### Records for this exercise
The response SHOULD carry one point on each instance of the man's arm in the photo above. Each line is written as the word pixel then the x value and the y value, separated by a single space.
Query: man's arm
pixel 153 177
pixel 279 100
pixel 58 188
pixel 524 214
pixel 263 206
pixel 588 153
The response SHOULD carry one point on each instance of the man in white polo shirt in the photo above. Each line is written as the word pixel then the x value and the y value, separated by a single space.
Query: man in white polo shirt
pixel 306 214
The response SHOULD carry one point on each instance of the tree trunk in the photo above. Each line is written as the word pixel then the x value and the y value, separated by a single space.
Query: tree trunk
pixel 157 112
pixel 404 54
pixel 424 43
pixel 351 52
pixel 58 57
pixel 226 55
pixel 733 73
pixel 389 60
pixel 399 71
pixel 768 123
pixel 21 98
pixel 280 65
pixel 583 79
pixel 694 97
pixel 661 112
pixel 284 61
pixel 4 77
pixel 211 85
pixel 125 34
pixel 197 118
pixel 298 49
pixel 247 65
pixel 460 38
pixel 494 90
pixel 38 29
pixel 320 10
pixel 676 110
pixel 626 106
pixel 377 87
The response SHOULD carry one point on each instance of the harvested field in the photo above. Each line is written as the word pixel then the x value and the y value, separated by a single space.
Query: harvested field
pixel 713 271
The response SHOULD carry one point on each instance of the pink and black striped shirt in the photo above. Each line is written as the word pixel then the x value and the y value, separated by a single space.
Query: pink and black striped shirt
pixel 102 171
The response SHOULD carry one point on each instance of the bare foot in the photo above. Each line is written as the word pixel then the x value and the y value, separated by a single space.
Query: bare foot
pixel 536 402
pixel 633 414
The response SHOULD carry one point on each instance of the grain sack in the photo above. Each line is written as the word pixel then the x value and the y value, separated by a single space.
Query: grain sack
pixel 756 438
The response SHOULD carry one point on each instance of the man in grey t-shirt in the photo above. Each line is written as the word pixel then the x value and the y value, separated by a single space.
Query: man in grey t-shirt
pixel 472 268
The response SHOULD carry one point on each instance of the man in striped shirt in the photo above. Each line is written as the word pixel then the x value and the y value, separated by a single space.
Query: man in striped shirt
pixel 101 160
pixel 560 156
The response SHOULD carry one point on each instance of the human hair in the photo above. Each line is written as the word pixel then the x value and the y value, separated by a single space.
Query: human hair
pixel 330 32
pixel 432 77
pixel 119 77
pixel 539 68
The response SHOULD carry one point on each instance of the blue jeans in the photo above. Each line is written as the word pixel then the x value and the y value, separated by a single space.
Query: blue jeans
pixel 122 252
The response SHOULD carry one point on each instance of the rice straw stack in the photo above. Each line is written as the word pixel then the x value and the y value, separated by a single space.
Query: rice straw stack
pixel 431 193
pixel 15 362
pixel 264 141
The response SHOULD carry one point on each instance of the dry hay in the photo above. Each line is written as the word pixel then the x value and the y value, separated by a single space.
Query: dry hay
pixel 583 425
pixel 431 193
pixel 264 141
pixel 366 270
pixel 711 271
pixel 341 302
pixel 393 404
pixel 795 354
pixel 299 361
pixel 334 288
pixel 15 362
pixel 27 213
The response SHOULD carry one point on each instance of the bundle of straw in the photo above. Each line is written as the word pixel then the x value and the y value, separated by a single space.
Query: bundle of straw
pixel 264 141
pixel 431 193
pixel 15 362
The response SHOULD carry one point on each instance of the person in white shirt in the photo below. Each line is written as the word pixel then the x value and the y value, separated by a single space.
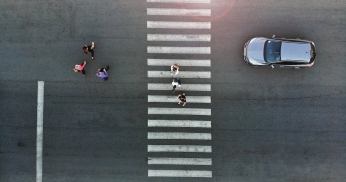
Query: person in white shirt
pixel 174 69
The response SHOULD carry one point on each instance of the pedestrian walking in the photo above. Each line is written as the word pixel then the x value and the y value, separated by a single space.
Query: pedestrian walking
pixel 182 98
pixel 174 69
pixel 90 49
pixel 176 84
pixel 102 73
pixel 80 68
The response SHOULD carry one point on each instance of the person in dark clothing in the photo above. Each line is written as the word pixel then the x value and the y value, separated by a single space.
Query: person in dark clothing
pixel 102 73
pixel 80 68
pixel 182 98
pixel 176 84
pixel 89 48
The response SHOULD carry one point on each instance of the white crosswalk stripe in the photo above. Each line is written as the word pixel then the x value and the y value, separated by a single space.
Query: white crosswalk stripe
pixel 179 111
pixel 169 43
pixel 179 173
pixel 179 148
pixel 178 50
pixel 182 74
pixel 179 37
pixel 184 87
pixel 178 12
pixel 181 62
pixel 178 25
pixel 179 123
pixel 170 98
pixel 179 161
pixel 178 1
pixel 178 136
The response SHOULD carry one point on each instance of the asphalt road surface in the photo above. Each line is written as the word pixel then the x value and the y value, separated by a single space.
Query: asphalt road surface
pixel 242 123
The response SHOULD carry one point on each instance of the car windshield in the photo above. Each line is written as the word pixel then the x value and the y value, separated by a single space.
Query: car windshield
pixel 272 51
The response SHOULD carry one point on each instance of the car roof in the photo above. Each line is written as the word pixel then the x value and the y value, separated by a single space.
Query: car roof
pixel 295 51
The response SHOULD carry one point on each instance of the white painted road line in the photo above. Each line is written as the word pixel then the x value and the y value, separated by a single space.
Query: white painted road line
pixel 179 173
pixel 179 161
pixel 178 50
pixel 179 111
pixel 39 137
pixel 182 74
pixel 179 148
pixel 178 136
pixel 169 98
pixel 178 1
pixel 179 37
pixel 179 123
pixel 184 87
pixel 181 62
pixel 178 12
pixel 178 25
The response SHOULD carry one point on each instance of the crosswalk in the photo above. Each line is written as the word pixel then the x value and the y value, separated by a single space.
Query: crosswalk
pixel 175 130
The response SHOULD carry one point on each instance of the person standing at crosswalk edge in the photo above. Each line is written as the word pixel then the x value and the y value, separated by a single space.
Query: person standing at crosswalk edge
pixel 176 84
pixel 102 73
pixel 182 98
pixel 80 68
pixel 174 69
pixel 90 49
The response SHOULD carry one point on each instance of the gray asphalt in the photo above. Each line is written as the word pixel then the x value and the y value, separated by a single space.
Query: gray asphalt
pixel 267 124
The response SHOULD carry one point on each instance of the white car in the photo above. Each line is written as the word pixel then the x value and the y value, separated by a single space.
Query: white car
pixel 280 52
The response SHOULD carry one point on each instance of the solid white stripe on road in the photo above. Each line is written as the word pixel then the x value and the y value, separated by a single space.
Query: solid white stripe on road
pixel 178 1
pixel 179 37
pixel 179 161
pixel 179 123
pixel 184 87
pixel 181 62
pixel 182 74
pixel 178 136
pixel 179 173
pixel 178 25
pixel 178 12
pixel 179 111
pixel 169 98
pixel 179 148
pixel 178 50
pixel 39 137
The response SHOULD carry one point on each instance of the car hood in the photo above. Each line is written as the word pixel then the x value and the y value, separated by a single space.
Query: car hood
pixel 296 51
pixel 255 51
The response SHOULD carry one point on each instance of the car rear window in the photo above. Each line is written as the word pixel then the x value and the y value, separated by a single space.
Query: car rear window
pixel 272 51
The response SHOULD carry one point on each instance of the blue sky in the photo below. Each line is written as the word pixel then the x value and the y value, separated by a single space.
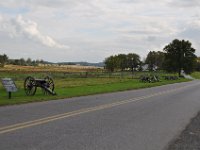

### Given exercise
Could you copy out, word for word, the lines of the records above, starting at the line with "of the tree" and continuing up to and including the line with "pixel 661 112"?

### Solution for this problem
The response SHOULD carry one point on each instance of the tree trunk in the photo above. Each line is written as the word pixel then the x value and the y value, separated by a single space.
Query: tree trunk
pixel 157 112
pixel 404 54
pixel 424 43
pixel 351 52
pixel 58 57
pixel 226 55
pixel 733 73
pixel 389 60
pixel 399 71
pixel 768 123
pixel 21 98
pixel 280 65
pixel 583 79
pixel 694 97
pixel 661 112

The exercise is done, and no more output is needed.